» **Assigned task 1**:
In the passage on Australian clinical trial activity, rewrite the portion from "Previous studies have" to "targeted to NHPAs.", substituting "mismatch" for "disparity".
» **Assigned task 2**:
According to the passage on Australian clinical trial activity, why was ethics approval not needed for the analysis? Answer in one to three sentences.
» **Assigned task 3**:
Continue the passage on Australian clinical trial activity from its last sentence.

» **Exercise text**:

Previous studies have reported a disparity between the level of National Health and Medical Research Council (NHMRC) grant funding for studies investigating NHPA conditions relative to their disease burden.2,3 The founding of clinical trial registries, including the Australian New Zealand Clinical Trial Registry (ANZCTR) in 2005, provides the first opportunity to examine how well clinical trial activity in Australia is targeted to NHPAs.

Methods

We conducted a retrospective analysis using ANZCTR and ClinicalTrials.gov (CT.gov) data to report on Australian trial activity and characteristics for NHPAs; and to compare the level of trial activity to the relative burden of disease for each NHPA.

Ethics approval was not required for this analysis of publicly available trial data.

Data sources

Trial registration is voluntary in Australia.4

The ANZCTR is an online public registry of clinical trials maintained by the NHMRC Clinical Trials Centre, the University of Sydney. It collects information about trial interventions, investigated health conditions, planned recruitment, outcomes, funding and sponsorship using the World Health Organization-defined 20-item minimum dataset.5 Health conditions are coded using the United Kingdom Clinical Research Collaboration Health Research Classification System (http://www.hrcsonline.net). Additional data are collected about trial design, including randomisation and blinding. The ANZCTR 2011 Data Quality and Completeness Audit reported that, on average, at least 93 of 94 data fields for 148 trials were complete.6

CT.gov is an online public registry of clinical trials maintained by the United States National Library of Medicine (https://clinicaltrials.gov). It records similar data items to the ANZCTR.

(Data for grounding objects from natural language)

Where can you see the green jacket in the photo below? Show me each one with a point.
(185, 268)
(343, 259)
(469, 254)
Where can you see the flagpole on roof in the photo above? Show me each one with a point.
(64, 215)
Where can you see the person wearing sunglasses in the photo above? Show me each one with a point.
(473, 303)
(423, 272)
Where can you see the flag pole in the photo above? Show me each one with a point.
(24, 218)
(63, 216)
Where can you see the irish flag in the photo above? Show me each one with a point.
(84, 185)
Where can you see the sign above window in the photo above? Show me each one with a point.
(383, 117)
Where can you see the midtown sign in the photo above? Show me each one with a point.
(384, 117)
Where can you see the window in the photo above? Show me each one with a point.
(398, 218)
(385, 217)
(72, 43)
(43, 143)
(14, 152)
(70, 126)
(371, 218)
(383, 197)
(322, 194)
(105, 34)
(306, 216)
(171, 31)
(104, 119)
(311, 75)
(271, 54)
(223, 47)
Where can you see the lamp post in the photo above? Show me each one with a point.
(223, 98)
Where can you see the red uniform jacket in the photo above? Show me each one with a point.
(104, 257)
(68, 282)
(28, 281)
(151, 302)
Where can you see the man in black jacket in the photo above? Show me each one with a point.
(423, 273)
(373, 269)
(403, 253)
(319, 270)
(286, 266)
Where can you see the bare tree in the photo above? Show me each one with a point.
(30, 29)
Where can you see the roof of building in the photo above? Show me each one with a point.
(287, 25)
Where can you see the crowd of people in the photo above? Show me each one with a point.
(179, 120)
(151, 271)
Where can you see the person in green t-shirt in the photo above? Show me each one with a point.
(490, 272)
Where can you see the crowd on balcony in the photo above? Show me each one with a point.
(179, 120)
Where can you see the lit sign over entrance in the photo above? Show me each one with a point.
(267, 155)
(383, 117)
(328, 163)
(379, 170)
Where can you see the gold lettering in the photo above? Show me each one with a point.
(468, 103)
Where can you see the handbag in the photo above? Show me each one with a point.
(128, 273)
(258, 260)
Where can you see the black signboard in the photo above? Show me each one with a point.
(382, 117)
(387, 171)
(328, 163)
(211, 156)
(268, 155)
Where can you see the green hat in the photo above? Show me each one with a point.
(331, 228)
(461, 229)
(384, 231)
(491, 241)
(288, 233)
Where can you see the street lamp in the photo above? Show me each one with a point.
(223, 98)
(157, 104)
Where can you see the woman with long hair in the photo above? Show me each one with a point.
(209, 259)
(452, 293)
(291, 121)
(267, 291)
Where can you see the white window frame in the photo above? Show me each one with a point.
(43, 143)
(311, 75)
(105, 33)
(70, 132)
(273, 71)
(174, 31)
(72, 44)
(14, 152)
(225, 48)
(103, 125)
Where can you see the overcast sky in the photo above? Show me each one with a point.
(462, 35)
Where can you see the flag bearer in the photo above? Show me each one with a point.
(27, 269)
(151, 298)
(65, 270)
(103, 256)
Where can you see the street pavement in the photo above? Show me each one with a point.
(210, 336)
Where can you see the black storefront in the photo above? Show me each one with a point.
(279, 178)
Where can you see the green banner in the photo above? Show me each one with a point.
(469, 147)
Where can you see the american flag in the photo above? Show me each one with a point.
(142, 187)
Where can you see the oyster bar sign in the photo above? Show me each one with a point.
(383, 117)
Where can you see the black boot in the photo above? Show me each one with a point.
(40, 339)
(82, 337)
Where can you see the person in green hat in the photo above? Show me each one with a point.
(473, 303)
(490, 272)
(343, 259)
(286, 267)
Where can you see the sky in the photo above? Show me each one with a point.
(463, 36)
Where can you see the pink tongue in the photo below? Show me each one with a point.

» **Task response 1**:
Previous studies have reported a mismatch between the level of National Health and Medical Research Council (NHMRC) grant funding for studies investigating NHPA conditions relative to their disease burden.2,3 The founding of clinical trial registries, including the Australian New Zealand Clinical Trial Registry (ANZCTR) in 2005, provides the first opportunity to examine how well clinical trial activity in Australia is targeted to NHPAs.

» **Task response 2**:
Ethics approval was not needed because the analysis used only publicly available trial data.

» **Task response 3**:
Trial sample and characteristics

The trial sample included all trials of health-related interventions registered on the ANZCTR or CT.gov between 1 January 2008 and 31 December 2012 that included Australia as a country of recruitment. To avoid entering duplicate trial data, trials that listed a CT.gov or ANZCTR registration number as a secondary identifier were only included in the ANZCTR trial list.

Condition categories and codes were used to classify individual trials as addressing one or more NHPA conditions, or other, non-NHPA conditions. For each trial, we extracted information for: purpose of intervention (treatment, prevention, diagnosis, education/counselling/training, other/missing); allocation of intervention (randomised, non-randomised); trial phase (I–IV, not applicable, missing), blinding (blinded, open, other/missing), planned recruitment (reported as target sample size, and classified as < 100, 100–1000, > 1000 participants); participant age range (< 18 years, 18–69 years, ≥ 70 years); and countries of recruitment (Australia only, Australia and overseas).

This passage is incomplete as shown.